_WHAT IS ASKED_
Identify each line in the data below that contains the word "gray". Copy every one of those lines.

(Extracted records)

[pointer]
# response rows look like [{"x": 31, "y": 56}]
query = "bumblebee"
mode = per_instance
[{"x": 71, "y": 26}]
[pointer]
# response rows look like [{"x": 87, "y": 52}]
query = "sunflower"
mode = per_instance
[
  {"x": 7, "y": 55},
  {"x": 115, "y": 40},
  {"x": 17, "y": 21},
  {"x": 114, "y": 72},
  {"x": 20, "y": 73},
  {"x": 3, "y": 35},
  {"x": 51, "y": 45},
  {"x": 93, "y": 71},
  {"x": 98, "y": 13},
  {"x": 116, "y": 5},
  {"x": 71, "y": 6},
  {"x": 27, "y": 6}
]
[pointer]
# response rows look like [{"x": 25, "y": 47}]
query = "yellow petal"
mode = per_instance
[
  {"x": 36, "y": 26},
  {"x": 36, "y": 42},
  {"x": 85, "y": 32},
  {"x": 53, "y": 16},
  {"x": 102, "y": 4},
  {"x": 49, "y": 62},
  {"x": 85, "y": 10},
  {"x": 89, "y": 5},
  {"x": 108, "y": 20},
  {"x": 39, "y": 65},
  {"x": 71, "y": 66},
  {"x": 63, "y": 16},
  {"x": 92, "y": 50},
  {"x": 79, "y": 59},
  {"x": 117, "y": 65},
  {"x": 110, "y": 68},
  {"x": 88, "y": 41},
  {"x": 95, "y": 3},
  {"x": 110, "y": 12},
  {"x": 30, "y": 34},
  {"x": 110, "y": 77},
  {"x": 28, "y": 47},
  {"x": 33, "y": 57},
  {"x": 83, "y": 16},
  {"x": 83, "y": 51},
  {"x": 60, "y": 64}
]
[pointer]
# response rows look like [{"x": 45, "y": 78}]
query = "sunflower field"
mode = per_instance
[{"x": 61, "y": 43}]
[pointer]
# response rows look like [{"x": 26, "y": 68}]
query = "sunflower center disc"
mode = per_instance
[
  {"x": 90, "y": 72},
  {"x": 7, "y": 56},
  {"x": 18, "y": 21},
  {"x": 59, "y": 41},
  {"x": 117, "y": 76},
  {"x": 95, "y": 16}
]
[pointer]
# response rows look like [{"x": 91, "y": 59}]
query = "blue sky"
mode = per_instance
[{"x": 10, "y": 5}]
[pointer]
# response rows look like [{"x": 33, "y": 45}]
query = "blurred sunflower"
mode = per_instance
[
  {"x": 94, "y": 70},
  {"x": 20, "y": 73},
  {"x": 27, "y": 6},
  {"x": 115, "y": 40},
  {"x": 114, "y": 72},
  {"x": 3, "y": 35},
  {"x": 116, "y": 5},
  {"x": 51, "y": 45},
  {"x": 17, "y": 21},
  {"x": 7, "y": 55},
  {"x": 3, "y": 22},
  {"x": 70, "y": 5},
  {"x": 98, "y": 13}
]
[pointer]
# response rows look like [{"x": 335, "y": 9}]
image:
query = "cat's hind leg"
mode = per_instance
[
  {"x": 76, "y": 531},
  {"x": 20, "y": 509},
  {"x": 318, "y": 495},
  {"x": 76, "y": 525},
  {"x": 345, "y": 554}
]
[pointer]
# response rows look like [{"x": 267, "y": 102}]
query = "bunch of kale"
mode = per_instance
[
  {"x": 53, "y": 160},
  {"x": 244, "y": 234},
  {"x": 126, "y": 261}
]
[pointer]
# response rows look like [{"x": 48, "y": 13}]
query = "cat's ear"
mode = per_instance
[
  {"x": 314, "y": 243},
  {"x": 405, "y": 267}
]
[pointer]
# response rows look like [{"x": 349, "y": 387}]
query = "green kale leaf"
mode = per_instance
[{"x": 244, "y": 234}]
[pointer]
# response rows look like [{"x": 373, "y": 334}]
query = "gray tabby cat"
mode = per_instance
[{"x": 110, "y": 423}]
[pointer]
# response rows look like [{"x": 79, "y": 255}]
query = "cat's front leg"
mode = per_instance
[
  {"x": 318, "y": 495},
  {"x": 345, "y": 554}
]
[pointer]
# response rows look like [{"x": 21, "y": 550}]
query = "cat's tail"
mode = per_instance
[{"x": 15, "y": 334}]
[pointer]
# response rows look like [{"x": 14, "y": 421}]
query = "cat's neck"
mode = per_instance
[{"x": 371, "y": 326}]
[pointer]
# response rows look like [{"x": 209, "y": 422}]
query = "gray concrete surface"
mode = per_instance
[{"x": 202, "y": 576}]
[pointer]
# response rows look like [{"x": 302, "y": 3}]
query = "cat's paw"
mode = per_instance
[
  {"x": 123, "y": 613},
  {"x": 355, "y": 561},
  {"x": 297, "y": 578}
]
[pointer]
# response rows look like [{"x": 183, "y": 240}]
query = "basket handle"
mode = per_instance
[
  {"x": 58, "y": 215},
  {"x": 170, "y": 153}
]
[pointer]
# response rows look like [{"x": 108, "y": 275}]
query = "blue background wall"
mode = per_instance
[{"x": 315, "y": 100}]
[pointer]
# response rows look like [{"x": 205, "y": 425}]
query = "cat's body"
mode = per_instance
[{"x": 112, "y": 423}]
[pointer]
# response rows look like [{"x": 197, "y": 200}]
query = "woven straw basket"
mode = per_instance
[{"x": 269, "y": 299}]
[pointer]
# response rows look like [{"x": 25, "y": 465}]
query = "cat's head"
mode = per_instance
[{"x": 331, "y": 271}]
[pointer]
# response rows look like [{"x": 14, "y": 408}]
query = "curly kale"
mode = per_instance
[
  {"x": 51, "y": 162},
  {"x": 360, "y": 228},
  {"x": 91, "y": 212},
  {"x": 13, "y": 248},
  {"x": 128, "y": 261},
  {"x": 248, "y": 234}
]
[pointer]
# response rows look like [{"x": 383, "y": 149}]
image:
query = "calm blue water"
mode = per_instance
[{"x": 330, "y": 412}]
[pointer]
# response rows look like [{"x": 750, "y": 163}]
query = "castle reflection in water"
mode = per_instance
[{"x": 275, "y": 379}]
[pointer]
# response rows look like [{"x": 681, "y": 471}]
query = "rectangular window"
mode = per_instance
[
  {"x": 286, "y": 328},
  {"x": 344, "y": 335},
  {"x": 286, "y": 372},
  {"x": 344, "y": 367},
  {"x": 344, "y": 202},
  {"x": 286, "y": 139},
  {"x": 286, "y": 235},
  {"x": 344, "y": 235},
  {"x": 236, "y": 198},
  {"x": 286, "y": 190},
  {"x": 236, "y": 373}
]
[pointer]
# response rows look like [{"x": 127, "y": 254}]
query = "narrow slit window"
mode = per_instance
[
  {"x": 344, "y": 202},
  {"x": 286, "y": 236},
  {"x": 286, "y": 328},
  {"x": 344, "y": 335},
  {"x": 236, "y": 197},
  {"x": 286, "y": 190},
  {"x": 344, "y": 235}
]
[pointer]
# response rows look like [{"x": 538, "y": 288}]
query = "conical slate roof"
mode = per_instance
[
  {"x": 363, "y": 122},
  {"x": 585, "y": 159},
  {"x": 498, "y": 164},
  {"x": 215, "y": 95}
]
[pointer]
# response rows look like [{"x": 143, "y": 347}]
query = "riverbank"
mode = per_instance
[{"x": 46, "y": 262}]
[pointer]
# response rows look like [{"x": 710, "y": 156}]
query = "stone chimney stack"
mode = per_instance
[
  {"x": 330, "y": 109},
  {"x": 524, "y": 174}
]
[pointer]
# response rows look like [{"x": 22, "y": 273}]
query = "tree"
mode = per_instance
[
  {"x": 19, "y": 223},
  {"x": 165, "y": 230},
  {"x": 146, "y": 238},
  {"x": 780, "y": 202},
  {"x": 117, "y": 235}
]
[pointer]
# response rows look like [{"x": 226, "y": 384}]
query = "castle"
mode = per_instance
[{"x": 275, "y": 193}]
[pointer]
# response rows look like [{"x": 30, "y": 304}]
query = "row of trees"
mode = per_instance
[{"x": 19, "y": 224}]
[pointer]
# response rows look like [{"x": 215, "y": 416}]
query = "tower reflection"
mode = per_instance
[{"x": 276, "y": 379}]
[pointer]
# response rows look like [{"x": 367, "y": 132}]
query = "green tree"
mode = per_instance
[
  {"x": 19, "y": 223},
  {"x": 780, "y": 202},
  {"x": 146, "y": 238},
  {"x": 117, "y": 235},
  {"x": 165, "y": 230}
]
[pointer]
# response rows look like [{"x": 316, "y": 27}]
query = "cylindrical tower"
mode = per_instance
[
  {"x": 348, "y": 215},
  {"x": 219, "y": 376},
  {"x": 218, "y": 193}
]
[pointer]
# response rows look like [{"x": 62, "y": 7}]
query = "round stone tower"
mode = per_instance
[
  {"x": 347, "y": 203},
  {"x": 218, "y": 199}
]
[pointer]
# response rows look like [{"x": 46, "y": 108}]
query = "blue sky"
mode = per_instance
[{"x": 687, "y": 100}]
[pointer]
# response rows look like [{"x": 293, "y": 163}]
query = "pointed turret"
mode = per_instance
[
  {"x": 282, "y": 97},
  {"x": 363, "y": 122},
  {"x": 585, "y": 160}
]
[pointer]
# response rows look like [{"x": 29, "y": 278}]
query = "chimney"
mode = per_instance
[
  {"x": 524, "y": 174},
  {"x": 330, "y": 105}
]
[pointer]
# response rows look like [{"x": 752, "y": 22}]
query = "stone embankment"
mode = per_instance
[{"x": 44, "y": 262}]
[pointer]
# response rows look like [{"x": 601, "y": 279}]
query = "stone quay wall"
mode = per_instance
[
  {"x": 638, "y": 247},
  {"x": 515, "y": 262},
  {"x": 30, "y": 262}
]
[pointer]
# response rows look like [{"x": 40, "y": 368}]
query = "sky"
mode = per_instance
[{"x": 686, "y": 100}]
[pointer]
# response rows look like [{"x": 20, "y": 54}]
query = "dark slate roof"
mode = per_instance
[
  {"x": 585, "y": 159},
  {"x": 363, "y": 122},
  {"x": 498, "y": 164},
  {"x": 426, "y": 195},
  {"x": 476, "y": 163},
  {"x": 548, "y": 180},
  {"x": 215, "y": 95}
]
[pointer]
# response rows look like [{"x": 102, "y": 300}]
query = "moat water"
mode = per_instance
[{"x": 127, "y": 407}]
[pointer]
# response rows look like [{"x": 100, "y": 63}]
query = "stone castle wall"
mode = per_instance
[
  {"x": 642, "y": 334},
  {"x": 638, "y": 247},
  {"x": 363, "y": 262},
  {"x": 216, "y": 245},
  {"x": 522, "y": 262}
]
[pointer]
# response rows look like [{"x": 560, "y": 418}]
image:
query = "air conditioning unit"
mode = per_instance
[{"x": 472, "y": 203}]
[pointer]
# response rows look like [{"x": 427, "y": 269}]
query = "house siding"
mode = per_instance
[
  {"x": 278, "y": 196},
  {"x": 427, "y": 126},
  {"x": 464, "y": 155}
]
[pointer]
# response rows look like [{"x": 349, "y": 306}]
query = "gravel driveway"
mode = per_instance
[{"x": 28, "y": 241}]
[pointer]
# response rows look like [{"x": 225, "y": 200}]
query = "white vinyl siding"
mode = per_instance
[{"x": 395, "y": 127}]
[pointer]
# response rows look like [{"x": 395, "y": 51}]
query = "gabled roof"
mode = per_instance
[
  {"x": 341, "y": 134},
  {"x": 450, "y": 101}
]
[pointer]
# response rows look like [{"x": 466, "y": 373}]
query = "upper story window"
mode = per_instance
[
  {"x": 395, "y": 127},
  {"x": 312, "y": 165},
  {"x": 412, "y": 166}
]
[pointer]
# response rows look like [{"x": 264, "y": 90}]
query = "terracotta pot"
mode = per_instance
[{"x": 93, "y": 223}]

_TASK OUTPUT_
query = "gray tabby cat"
query = "gray concrete surface"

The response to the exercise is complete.